Exercise prompt:
Copy out once more, exactly, the line with "Category: distant headland" and all the lines after it, up to the last line of the data.

** Opening Data for this exercise block **

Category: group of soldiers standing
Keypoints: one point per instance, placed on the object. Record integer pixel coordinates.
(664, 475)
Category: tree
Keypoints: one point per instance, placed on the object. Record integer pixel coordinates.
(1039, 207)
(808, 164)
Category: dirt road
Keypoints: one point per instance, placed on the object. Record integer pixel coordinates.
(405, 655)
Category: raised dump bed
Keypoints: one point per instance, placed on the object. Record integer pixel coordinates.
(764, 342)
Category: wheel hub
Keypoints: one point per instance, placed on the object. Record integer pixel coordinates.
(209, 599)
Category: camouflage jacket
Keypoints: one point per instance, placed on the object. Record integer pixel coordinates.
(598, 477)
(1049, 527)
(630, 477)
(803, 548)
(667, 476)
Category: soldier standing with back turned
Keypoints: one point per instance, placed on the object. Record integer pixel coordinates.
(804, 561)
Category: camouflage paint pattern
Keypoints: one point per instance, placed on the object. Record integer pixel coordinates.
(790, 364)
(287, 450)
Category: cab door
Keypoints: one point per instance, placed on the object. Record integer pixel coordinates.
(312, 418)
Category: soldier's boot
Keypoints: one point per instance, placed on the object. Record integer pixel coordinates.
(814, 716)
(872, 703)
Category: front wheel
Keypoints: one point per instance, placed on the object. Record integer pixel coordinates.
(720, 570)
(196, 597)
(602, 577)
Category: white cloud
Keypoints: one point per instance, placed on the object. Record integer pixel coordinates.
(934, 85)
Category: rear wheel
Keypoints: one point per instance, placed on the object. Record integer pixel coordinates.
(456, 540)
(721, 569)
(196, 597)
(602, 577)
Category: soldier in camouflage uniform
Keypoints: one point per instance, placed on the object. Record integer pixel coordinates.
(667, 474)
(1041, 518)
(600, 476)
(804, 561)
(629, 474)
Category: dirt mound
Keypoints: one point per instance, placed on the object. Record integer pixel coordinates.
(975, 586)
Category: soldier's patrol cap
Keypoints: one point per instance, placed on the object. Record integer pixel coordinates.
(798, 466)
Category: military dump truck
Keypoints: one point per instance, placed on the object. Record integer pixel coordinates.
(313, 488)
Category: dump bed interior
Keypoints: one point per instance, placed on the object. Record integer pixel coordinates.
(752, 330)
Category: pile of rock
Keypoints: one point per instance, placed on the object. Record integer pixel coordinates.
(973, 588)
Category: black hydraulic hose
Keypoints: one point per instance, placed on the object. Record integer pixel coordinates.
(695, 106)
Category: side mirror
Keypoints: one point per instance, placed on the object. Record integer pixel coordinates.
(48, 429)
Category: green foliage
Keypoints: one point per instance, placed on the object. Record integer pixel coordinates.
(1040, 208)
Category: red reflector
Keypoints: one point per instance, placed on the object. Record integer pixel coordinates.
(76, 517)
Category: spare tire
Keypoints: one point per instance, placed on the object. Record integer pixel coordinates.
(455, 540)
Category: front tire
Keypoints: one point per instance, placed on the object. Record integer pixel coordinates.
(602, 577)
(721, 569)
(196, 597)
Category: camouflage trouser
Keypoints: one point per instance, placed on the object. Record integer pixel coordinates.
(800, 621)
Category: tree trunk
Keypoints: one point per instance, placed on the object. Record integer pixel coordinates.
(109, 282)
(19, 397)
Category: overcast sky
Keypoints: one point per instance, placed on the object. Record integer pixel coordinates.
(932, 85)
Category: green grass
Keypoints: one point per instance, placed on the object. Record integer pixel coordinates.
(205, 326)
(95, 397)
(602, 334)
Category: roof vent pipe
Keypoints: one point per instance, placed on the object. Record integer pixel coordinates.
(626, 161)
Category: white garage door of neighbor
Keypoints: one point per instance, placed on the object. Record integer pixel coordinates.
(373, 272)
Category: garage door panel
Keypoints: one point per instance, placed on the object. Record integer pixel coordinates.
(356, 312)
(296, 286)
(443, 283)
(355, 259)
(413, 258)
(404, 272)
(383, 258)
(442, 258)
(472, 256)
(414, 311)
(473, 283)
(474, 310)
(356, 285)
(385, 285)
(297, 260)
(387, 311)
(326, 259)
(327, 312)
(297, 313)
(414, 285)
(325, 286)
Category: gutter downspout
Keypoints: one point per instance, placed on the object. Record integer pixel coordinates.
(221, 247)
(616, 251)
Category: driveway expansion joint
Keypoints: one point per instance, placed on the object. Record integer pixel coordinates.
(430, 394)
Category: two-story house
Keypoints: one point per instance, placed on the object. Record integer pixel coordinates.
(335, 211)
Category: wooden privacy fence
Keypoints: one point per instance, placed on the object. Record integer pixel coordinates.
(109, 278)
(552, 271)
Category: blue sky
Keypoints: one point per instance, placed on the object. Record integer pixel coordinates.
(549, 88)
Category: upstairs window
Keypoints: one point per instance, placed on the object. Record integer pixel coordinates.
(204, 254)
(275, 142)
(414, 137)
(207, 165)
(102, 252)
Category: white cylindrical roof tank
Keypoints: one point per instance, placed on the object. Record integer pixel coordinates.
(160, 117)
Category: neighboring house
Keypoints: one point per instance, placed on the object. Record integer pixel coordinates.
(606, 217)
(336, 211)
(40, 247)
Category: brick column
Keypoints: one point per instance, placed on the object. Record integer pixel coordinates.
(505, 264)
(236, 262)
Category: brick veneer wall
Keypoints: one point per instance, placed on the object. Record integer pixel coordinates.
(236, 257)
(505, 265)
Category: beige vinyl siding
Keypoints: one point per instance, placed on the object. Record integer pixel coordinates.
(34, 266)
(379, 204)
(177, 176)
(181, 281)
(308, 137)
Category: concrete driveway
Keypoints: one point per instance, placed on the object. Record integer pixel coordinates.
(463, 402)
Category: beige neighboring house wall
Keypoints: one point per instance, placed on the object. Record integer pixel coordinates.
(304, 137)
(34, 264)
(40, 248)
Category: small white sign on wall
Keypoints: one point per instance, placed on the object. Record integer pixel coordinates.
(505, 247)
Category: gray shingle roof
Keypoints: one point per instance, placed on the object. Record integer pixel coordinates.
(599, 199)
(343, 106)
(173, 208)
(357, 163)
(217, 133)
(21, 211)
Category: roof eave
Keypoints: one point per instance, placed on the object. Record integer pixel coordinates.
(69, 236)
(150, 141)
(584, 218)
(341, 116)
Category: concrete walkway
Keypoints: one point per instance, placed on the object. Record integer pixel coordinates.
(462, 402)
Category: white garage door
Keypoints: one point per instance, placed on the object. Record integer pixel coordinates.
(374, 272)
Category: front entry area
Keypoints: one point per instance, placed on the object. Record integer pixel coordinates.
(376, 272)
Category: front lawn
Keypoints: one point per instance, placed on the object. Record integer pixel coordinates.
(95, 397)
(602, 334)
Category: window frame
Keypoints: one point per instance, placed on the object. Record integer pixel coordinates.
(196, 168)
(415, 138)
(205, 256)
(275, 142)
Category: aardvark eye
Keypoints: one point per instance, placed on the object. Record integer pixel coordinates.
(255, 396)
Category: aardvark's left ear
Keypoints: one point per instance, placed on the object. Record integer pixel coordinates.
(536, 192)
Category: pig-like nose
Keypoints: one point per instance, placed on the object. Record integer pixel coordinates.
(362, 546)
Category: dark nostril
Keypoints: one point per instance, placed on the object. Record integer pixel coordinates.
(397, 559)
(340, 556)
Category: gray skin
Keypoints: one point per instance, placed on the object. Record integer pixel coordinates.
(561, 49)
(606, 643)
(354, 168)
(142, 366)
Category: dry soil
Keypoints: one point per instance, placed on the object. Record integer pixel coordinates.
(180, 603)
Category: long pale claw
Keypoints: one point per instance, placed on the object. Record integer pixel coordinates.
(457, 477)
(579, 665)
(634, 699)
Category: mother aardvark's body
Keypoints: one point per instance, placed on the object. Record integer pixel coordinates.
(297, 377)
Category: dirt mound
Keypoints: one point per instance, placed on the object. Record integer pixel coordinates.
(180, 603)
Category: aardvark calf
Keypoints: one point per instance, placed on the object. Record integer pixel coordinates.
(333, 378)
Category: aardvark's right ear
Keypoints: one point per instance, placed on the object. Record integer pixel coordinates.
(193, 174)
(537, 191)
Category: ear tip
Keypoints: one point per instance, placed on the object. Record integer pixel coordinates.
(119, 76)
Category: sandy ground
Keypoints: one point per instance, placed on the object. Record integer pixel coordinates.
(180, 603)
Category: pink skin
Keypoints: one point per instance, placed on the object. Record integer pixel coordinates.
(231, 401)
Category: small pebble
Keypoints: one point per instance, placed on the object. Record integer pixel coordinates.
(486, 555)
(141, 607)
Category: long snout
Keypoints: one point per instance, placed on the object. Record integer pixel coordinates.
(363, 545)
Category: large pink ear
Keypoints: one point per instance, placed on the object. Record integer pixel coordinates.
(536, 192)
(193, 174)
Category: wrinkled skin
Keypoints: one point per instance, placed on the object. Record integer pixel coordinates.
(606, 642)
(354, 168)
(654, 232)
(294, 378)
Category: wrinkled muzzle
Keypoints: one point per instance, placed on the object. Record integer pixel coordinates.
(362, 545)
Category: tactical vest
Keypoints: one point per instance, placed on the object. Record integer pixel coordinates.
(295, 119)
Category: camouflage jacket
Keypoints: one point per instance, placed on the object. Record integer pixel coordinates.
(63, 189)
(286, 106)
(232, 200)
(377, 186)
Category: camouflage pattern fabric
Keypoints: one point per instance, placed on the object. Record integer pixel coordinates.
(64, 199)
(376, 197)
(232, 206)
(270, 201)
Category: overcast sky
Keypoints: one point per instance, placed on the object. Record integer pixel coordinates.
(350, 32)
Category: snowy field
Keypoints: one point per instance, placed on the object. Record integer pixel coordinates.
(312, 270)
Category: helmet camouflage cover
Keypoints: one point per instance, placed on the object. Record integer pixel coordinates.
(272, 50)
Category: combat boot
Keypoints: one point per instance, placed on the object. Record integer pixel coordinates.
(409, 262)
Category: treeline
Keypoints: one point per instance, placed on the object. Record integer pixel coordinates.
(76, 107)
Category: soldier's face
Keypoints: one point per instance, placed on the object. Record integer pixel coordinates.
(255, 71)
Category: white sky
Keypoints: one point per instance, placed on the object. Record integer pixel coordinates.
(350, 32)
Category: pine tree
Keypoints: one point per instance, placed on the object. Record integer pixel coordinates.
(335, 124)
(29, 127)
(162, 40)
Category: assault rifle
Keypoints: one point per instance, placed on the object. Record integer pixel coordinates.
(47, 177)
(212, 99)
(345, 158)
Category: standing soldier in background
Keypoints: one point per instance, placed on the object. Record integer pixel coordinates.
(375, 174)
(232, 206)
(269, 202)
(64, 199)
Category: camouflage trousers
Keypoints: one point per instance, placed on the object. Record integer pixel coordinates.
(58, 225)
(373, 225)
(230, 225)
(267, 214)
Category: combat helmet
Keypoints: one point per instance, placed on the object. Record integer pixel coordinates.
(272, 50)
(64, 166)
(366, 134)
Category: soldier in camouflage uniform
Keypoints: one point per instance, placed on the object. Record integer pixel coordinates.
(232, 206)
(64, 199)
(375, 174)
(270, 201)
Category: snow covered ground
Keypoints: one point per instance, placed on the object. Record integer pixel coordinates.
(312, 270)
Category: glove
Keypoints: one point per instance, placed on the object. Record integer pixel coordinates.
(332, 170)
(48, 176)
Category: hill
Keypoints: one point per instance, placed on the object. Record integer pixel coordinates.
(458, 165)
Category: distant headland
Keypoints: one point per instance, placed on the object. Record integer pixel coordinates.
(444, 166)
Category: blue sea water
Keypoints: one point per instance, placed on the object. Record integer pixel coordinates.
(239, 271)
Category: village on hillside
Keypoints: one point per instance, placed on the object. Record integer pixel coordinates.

** Closing Data for this exercise block **

Answer area:
Category: distant headland
Keypoints: one point per instance, placed on the object. Record integer pixel coordinates.
(444, 166)
Category: blue sea water
Keypoints: one point per instance, placed on the object. Record integer pixel coordinates.
(239, 271)
Category: village on hillside
Keypoints: one point per instance, placed on the object. Record integer pixel coordinates.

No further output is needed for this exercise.